WHAT YOU ARE ASKED TO DO ->
Starting with the line containing "Then locate the limestone" and going on through the line containing "Then locate the shrub, one", return the lines of the data below exactly, and only those.

***** MATERIAL SUPPLIED *****

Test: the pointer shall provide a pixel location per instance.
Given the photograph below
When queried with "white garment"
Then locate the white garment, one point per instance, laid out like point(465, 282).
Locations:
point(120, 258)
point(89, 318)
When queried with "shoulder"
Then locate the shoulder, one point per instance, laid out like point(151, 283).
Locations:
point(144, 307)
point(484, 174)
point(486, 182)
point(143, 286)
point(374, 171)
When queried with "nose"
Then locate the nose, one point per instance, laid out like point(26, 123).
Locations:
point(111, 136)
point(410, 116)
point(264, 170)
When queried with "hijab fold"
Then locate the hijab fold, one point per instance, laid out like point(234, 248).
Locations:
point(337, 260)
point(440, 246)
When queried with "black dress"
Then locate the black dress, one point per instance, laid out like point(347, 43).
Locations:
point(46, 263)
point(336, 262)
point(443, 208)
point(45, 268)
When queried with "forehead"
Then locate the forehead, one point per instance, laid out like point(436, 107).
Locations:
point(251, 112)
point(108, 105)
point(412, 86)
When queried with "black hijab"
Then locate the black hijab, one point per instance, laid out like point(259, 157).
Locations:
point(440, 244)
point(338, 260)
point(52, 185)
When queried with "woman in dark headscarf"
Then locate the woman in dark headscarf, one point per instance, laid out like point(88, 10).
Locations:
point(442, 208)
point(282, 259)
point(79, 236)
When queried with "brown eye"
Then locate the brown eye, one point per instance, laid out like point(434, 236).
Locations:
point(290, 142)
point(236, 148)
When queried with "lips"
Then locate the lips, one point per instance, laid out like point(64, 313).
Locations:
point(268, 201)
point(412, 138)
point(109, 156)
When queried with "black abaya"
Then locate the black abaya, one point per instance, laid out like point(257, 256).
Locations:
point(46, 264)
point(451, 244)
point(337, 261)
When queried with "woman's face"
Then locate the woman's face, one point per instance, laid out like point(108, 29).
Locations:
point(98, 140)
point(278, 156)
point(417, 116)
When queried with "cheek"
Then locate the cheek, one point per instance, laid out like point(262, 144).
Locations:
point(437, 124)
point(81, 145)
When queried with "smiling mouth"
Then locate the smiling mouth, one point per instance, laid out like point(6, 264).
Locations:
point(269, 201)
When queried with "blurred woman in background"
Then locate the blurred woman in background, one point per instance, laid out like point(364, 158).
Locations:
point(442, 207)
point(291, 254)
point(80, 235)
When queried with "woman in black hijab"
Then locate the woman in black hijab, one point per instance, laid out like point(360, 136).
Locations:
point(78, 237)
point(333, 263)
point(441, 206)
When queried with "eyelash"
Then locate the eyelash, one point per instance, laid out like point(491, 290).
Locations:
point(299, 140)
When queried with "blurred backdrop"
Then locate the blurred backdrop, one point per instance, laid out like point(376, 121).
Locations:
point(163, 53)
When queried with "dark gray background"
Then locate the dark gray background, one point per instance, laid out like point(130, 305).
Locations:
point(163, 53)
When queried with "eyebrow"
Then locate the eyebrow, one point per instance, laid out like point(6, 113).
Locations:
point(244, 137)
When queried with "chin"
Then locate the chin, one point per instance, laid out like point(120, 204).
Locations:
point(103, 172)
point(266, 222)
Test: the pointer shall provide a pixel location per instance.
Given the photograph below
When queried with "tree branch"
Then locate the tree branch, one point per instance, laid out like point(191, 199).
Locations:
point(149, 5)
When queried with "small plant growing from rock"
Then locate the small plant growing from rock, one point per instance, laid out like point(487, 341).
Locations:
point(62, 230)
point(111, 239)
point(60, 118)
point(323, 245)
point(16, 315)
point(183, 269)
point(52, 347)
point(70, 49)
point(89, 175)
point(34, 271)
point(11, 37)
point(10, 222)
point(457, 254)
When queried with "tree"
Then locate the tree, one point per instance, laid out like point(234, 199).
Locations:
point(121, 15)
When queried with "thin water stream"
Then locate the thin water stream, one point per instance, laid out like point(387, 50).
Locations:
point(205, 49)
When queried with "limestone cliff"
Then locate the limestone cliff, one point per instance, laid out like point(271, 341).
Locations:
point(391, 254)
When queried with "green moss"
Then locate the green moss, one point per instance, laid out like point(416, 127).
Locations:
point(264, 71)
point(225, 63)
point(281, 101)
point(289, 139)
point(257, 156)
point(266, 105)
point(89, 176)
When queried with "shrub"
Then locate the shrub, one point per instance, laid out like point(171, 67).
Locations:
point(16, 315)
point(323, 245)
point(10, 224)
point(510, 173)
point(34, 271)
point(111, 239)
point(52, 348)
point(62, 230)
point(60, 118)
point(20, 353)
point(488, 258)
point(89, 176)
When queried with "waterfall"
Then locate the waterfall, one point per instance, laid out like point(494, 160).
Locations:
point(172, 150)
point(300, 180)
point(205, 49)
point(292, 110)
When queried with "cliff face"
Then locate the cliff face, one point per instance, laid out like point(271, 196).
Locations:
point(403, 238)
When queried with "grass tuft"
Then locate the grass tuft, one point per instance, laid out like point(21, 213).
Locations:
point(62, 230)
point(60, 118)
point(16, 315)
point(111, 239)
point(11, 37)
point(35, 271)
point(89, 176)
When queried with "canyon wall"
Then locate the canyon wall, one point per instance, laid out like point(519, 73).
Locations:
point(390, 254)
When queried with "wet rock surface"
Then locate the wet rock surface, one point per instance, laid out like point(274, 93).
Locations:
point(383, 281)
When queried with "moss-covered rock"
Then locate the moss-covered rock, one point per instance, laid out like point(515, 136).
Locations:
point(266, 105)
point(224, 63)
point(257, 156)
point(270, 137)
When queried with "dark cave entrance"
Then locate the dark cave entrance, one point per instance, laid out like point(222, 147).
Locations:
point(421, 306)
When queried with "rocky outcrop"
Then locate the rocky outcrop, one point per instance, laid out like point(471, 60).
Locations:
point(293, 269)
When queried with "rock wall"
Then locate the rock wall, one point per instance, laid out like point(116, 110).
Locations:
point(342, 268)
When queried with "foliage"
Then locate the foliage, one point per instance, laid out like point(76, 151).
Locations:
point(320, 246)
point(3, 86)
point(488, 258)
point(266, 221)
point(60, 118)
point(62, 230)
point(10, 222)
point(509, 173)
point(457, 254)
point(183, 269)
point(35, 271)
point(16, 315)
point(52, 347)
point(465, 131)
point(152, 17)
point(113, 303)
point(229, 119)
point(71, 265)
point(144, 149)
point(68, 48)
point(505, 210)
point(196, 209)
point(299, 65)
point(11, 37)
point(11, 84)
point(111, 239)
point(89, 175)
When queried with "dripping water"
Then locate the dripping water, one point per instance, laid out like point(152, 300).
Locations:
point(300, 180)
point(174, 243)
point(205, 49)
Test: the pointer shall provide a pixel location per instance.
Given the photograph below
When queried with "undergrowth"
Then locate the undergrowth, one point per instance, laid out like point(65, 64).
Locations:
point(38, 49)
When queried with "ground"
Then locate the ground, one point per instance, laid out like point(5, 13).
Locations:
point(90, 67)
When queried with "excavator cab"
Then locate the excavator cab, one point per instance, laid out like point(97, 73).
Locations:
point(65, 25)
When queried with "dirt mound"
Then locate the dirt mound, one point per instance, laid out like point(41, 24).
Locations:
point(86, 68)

*****

EXERCISE SOLUTION ->
Then locate the limestone cliff, one point per instance, laid out like point(271, 341).
Locations:
point(391, 254)
When queried with "green moss"
Then locate the green moss, one point per instance, laid out like point(416, 127).
Locations:
point(264, 71)
point(225, 63)
point(281, 101)
point(289, 139)
point(257, 156)
point(266, 105)
point(89, 176)
When queried with "shrub"
Then locate the shrub, one point per instance, laid out like point(171, 67).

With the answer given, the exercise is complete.